▶ _YOUR INSTRUCTIONS_
Reproduce the item lines below verbatim, beginning with the line that contains "Target: neck" and continuing through the line that contains "(1095, 437)", and leave out every other line.

▶ _Extracted data entries_
----

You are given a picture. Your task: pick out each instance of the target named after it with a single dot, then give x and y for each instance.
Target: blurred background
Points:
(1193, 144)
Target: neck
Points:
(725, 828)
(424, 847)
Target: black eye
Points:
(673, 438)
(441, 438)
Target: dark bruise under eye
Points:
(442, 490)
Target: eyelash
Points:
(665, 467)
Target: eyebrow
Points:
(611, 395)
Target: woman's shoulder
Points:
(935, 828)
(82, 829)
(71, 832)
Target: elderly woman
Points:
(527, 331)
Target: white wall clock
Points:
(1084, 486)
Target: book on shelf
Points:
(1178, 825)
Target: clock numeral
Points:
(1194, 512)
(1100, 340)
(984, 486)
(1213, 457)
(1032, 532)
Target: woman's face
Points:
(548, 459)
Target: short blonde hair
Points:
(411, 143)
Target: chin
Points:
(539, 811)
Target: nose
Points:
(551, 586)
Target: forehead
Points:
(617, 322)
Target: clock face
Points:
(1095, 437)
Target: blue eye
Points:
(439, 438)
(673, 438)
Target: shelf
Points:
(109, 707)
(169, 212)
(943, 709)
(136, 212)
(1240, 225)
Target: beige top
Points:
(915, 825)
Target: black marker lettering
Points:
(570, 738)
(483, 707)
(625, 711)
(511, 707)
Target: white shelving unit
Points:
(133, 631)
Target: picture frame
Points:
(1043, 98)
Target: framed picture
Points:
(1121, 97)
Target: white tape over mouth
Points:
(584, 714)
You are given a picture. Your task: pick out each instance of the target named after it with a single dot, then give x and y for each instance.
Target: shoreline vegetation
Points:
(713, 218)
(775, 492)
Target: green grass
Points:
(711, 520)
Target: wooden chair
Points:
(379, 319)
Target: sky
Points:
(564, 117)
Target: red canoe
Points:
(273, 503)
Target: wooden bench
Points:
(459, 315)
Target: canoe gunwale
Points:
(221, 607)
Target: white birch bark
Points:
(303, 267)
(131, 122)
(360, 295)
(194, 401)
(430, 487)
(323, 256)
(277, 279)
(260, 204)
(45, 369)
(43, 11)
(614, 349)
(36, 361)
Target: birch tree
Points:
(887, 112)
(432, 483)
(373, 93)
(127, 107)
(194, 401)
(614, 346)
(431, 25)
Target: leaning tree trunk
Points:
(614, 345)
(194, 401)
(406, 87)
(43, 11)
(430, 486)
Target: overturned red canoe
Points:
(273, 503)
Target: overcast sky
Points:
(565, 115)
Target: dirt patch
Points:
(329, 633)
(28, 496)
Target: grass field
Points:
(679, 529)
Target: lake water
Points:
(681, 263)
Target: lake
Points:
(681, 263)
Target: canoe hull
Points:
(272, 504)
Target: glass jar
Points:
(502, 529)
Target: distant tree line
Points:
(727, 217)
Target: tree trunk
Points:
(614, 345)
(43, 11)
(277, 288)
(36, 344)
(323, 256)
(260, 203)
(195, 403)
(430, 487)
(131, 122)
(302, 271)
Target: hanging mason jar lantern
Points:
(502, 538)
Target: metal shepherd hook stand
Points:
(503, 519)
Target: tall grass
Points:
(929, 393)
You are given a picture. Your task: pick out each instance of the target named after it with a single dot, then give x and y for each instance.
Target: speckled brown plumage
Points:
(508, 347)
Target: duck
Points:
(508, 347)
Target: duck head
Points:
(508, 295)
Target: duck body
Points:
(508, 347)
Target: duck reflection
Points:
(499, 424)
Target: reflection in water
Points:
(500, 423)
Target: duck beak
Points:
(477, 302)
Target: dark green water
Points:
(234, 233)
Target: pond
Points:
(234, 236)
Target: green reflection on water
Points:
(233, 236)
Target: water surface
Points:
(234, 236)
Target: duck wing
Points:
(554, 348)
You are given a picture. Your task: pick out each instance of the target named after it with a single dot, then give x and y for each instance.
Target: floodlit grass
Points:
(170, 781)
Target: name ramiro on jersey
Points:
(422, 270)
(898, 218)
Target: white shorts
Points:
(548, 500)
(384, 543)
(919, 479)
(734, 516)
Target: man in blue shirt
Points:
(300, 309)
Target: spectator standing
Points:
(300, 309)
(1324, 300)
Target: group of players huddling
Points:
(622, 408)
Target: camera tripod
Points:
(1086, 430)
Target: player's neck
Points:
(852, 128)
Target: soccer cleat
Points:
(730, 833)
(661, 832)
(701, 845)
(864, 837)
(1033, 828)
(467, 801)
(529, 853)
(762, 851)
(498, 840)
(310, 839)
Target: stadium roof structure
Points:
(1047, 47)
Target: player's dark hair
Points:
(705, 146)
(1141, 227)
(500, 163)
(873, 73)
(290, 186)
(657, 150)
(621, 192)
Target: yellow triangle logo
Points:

----

▶ _RESPONSE BELOW_
Target: neck
Points:
(725, 828)
(424, 847)
Target: black eye
Points:
(673, 438)
(441, 438)
Target: dark bruise under eye
Points:
(442, 490)
Target: eyelash
Points:
(665, 467)
Target: eyebrow
Points:
(611, 395)
Target: woman's shoulder
Points:
(935, 828)
(82, 829)
(71, 832)
Target: elderly woman
Points:
(527, 331)
Target: white wall clock
Points:
(1084, 486)
Target: book on shelf
Points:
(1178, 825)
Target: clock numeral
Points:
(1194, 512)
(1100, 340)
(984, 486)
(1213, 457)
(1032, 532)
Target: woman's face
Points:
(548, 459)
Target: short blonde hair
Points:
(411, 143)
Target: chin
Points:
(539, 811)
Target: nose
Points:
(551, 586)
Target: forehead
Points:
(617, 322)
Target: clock face
Points:
(1095, 437)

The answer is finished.